* **Exercise details**:
Whatever the records below hold, copy it all out exactly.

------------------------------------------------------------

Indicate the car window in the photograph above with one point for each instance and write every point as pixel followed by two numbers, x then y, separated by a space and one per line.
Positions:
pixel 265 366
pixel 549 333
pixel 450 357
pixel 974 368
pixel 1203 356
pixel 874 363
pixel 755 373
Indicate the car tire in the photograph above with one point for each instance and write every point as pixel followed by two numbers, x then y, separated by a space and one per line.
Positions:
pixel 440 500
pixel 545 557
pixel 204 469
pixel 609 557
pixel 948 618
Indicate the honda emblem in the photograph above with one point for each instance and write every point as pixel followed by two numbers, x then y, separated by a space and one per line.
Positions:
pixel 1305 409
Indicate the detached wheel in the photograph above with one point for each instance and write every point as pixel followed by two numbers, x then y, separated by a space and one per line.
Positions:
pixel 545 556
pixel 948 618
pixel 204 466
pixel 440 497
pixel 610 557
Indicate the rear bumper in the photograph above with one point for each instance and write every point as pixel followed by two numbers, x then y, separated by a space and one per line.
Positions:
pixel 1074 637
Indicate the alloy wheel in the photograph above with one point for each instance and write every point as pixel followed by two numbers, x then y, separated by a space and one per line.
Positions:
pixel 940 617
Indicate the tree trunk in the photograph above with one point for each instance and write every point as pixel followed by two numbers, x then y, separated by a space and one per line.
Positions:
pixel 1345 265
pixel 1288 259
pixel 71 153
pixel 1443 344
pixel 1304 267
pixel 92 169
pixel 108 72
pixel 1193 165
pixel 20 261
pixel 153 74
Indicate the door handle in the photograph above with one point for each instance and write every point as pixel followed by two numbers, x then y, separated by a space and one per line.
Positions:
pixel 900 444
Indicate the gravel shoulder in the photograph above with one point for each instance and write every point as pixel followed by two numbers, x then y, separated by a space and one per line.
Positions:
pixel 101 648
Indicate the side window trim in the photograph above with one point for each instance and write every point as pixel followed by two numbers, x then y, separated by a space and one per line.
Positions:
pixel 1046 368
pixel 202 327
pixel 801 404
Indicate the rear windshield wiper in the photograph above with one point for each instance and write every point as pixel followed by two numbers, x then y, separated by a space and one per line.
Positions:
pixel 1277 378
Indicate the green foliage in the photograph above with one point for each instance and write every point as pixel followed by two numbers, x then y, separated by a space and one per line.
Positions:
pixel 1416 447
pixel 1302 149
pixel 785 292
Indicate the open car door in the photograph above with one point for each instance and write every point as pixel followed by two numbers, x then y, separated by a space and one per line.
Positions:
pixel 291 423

------------------------------------------------------------

* **Written answer**:
Indicate the car window in the photograph above with one point for each instance and write every point as pixel followed by two numbers, x then y, separated by a space and one per line.
Positions:
pixel 265 366
pixel 549 333
pixel 450 357
pixel 974 368
pixel 1203 356
pixel 874 363
pixel 755 373
Indicate the car tire in the photograph above with one point for each instance and write every point as pixel followed by two numbers, x then y, separated by a space and one per line.
Positions:
pixel 440 500
pixel 545 557
pixel 204 469
pixel 609 557
pixel 948 618
Indicate the honda emblem in the photograph above with one point for each instance and write every point as pixel followed by two numbers, x then y, separated by a space and one per line.
Positions:
pixel 1305 409
Indicate the detached wheel in the photograph above with one point for each instance and write every point as pixel followed by two numbers, x then y, separated by a space and one per line.
Positions:
pixel 545 556
pixel 948 618
pixel 204 466
pixel 440 497
pixel 610 557
Indicate the rear bumper in the photograph above with one point for each instance and write every point as pixel followed by two numbers, x then y, separated by a space and one per line.
Positions:
pixel 1074 637
Indicate the alloy wheel in the photograph above with one point for each instance and write every point as pixel followed by two numbers, x then y, separated by a space and one per line.
Positions:
pixel 940 617
Indicate the tree trunk in the photograph above with one point for each instance and write every point as pixel followed by two numbers, x then y, separated by a space and one per line.
Positions:
pixel 1345 265
pixel 1288 259
pixel 71 153
pixel 1443 344
pixel 1304 267
pixel 92 169
pixel 108 72
pixel 1193 165
pixel 20 261
pixel 153 74
Indicate the door handle in the photograph above with one point for each instance and write every point as pixel followed by two numbers, x then y, separated by a space and one per line.
Positions:
pixel 900 444
Indicate the gravel shoulder in the photograph above with one point for each instance and write every point as pixel followed by two numbers, x then y, separated by a space and one per line.
Positions:
pixel 101 648
Indicate the side window trim in the photograph above with one point for each instance and write every point as pixel followed by two numbers, x then y, separated by a space and one per line.
Positions:
pixel 1046 368
pixel 202 327
pixel 801 404
Indicate the rear windshield wiper in the photograph above with one point for each instance and write every point as pixel followed by two numbers, x then y, separated by a space and one per line.
Positions:
pixel 1277 378
Indicate the green foliage in the photograph above with one point for each instance and write every point as pixel followed by two numbers, x then y, separated by a space and one per line.
Positions:
pixel 1416 447
pixel 1302 149
pixel 785 292
Indicate the open car door in the photograph above with one point for each instance and write every point as pixel followed by two numbers, x then y, separated by a space and one per line.
Positions:
pixel 291 423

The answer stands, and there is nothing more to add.